Exercise goal:
Please put the lines below into a numbered list, from the line containing "of the eyeglass" through the end of the records, both included. Leave out any blank lines.

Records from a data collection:
** begin **

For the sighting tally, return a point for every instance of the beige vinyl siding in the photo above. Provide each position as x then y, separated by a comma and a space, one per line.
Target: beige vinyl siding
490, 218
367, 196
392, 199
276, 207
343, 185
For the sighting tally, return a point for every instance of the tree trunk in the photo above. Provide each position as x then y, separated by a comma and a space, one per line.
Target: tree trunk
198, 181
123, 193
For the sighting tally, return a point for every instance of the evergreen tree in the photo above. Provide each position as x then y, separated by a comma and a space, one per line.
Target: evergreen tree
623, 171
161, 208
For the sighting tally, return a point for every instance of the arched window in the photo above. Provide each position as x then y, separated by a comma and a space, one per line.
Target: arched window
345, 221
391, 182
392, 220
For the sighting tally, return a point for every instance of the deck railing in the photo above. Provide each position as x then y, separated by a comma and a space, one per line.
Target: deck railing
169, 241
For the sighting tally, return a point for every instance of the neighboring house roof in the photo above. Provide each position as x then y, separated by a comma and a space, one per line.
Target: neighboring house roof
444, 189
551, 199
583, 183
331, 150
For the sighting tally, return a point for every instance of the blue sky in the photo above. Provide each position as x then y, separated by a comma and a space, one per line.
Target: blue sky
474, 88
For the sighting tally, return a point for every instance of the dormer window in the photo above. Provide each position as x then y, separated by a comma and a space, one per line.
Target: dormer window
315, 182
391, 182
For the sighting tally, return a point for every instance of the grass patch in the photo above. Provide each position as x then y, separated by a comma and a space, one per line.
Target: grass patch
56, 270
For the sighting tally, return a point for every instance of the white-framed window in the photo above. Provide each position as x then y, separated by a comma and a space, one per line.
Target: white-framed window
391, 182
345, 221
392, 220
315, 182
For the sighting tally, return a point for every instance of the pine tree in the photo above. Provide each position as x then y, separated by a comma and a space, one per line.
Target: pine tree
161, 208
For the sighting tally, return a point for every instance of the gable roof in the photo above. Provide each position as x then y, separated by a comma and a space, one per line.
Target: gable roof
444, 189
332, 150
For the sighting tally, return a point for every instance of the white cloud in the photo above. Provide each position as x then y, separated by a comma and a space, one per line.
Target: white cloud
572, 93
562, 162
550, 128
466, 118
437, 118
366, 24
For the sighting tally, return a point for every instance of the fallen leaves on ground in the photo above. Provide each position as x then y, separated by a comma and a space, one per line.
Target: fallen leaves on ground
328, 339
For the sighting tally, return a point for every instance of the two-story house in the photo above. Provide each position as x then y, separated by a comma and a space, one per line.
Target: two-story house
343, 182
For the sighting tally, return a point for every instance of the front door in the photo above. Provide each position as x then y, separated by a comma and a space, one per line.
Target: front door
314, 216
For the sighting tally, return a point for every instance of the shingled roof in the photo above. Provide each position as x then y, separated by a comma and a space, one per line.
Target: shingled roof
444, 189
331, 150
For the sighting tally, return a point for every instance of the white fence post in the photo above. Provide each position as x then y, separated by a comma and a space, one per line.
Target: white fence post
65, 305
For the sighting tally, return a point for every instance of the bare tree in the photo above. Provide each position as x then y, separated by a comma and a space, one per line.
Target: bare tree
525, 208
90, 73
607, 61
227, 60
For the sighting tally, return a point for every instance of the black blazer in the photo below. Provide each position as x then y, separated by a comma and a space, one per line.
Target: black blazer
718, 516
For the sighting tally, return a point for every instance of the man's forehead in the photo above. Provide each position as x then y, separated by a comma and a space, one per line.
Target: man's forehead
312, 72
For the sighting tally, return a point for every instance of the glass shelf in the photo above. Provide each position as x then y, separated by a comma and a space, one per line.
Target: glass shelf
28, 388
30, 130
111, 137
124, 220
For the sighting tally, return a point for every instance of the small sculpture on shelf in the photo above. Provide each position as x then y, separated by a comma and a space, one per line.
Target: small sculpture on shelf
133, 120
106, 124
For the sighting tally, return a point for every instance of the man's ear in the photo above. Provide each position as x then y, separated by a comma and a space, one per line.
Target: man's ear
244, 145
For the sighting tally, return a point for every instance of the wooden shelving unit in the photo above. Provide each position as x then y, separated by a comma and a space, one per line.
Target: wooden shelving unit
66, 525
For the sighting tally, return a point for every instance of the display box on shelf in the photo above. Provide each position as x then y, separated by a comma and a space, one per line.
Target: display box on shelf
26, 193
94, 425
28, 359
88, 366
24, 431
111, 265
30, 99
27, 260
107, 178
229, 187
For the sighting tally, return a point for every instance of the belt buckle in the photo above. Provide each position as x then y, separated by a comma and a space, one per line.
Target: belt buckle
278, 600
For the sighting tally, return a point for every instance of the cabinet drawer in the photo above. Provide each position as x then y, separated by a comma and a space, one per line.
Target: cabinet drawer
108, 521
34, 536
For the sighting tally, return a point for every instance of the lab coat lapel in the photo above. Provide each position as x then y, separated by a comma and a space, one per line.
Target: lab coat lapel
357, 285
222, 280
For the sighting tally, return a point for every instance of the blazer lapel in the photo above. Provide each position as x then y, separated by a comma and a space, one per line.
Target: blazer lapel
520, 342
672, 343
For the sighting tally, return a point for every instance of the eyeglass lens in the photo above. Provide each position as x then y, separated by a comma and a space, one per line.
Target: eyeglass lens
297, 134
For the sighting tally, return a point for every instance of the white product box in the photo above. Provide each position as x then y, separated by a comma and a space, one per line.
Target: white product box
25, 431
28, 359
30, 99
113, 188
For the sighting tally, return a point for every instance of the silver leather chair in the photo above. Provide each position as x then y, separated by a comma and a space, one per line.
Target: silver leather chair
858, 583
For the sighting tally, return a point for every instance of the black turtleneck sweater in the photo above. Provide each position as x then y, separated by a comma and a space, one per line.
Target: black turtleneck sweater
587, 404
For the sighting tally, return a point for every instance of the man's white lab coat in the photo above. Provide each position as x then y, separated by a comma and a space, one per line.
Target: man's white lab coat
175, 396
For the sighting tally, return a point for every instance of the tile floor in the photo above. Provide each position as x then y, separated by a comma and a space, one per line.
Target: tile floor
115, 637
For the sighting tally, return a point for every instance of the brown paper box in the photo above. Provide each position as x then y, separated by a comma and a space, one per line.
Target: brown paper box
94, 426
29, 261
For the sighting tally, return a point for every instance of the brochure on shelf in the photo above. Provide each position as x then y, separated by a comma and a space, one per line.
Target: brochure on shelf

** end **

Response:
1. For the sighting tally, return a point for every instance of the eyeglass lens in the photo above. Provide each position as x then y, separated by a comma and a space, one per line.
2. Target: eyeglass lens
3. 297, 134
4. For the sighting tally, return a point for every instance of the white product box in the photo above. Provide each position as x then y, separated by a comma and a space, one per line.
5. Target: white product box
6. 25, 431
7. 28, 359
8. 30, 99
9. 113, 188
10. For the sighting tally, return a point for every instance of the silver leather chair in the photo above. Provide each position as x then y, separated by a comma and a space, one per line.
11. Target: silver leather chair
12. 858, 583
13. For the sighting tally, return a point for every instance of the black turtleneck sweater in the photo above. Provide each position as x then y, separated by a comma and a space, one per line.
14. Target: black turtleneck sweater
15. 587, 404
16. For the sighting tally, return a point for every instance of the man's white lab coat in the photo above. Provide each position as x then y, separated by a comma and a space, one per line.
17. Target: man's white lab coat
18. 175, 396
19. For the sighting tally, return a point for every instance of the tile floor in the photo above. Provide each position as x then y, separated by a comma and a space, one per line.
20. Target: tile floor
21. 115, 637
22. For the sighting tally, return a point for every instance of the brown paper box in the photo above. Provide each position as x then y, separated by a comma and a space, one per line.
23. Target: brown paper box
24. 94, 426
25. 29, 261
26. For the sighting tally, return a point for every instance of the brochure on shelf in the photo above. Provide each position as x then y, separated by a comma and a space, one per line.
27. Target: brochure on shelf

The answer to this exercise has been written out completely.